▸ **EXERCISE DETAILS**: All the data should be repeated exactly. Any image in it is left out.

▸ **RECORDS TO USE**:
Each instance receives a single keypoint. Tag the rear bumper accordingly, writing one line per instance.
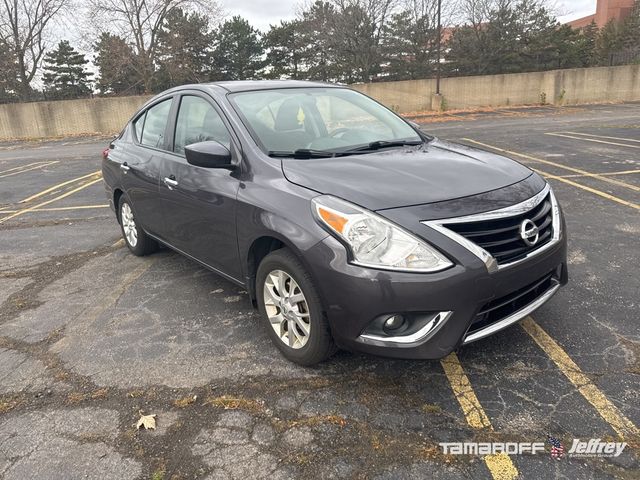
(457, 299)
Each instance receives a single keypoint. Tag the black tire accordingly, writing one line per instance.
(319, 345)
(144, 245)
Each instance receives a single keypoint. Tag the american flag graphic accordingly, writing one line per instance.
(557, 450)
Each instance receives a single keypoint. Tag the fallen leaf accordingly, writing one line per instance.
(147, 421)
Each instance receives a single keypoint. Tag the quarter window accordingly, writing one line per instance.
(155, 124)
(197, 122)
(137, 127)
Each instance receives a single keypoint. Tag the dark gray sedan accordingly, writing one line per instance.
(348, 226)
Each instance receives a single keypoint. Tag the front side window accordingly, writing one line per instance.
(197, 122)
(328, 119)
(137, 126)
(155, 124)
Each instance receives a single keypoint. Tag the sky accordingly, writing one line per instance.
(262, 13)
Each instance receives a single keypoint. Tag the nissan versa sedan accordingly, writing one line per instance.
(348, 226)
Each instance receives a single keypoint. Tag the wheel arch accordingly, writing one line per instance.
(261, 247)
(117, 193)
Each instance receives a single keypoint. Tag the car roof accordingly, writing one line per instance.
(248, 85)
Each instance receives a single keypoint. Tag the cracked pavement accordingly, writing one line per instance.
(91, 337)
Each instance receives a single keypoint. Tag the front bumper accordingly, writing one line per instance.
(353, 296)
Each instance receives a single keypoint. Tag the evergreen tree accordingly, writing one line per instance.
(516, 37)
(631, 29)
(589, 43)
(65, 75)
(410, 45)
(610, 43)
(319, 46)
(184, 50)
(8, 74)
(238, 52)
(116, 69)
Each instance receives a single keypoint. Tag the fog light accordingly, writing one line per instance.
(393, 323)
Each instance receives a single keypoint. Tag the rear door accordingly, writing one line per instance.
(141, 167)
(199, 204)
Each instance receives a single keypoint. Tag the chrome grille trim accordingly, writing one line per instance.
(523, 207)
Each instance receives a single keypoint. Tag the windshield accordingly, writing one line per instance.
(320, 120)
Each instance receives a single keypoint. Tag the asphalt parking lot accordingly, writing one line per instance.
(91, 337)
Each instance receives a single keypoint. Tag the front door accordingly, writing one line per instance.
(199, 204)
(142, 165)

▸ **TASK SOLUTION**:
Each instance receives a single keypoint. Tag the rear bumper accordingly, writing one line per instance.
(457, 299)
Each instance receives a single keypoint. Tag the black tire accordingly, writing one line per instance.
(319, 345)
(144, 245)
Each instance receives a single keypoint. Tag the american flag graphic accordingly, writing one line per instance.
(557, 450)
Each instance receives a single keypoint. Tag the fallen leaf accordingly, writing one line per instance.
(147, 421)
Each instance receives a single keypoint. Tag the quarter window accordingly, writing one line per instance.
(155, 124)
(197, 122)
(137, 127)
Each instance receives a single keypoint. Tag the dark gray sedan accordingly, writing one line per instance.
(348, 226)
Each instance receives a single keypoint. Tag the front side window accordingly, writing one line per instance.
(197, 122)
(328, 119)
(137, 126)
(155, 124)
Each instance receives a single keypoint. Tag the sky accordingly, writing one line per instance.
(262, 13)
Each instance receives a single keypoint. Tag the nissan versa sedan accordingly, writing one line per instance.
(348, 226)
Each instance receives a single keypoint. Tag the wheel arch accordingly, writing one line per instance.
(261, 247)
(117, 193)
Each instance receives a single keypoint. Tag the car roof accordingly, writing one line per instance.
(248, 85)
Each instance receives a single keypoint. Tag the cracked pavement accordingly, writing one line per instance.
(91, 337)
Each instance receives a single keypoint. Tag the front bumper accordingly, writing one line per instance.
(353, 296)
Each instance receives a single keypoint. Tag the evergreen tree accordingly, writing one line per instance.
(516, 37)
(631, 29)
(589, 43)
(65, 75)
(410, 45)
(610, 43)
(319, 46)
(184, 50)
(8, 74)
(238, 52)
(116, 69)
Each instance receives a single keypoint. Tag the fog light accordingly, writing one line per instance.
(393, 323)
Each instance receives a single keypoint. Tag the rear door accordingly, writing one line per instance.
(141, 167)
(199, 204)
Each instance receives a single keypoint. Tag the chrome grille trim accordingly, writing one line per instance.
(523, 207)
Each instance receives a single keypoint. Tag the windshield accordingly, writing one line per instance.
(320, 120)
Each instance receives a single keypoint. Tag the asphalt parking lot accordingly, writing one line per instance.
(91, 337)
Each instance receives a single keypoint. Tag the front door accordingly, writing one line per instance.
(199, 204)
(142, 165)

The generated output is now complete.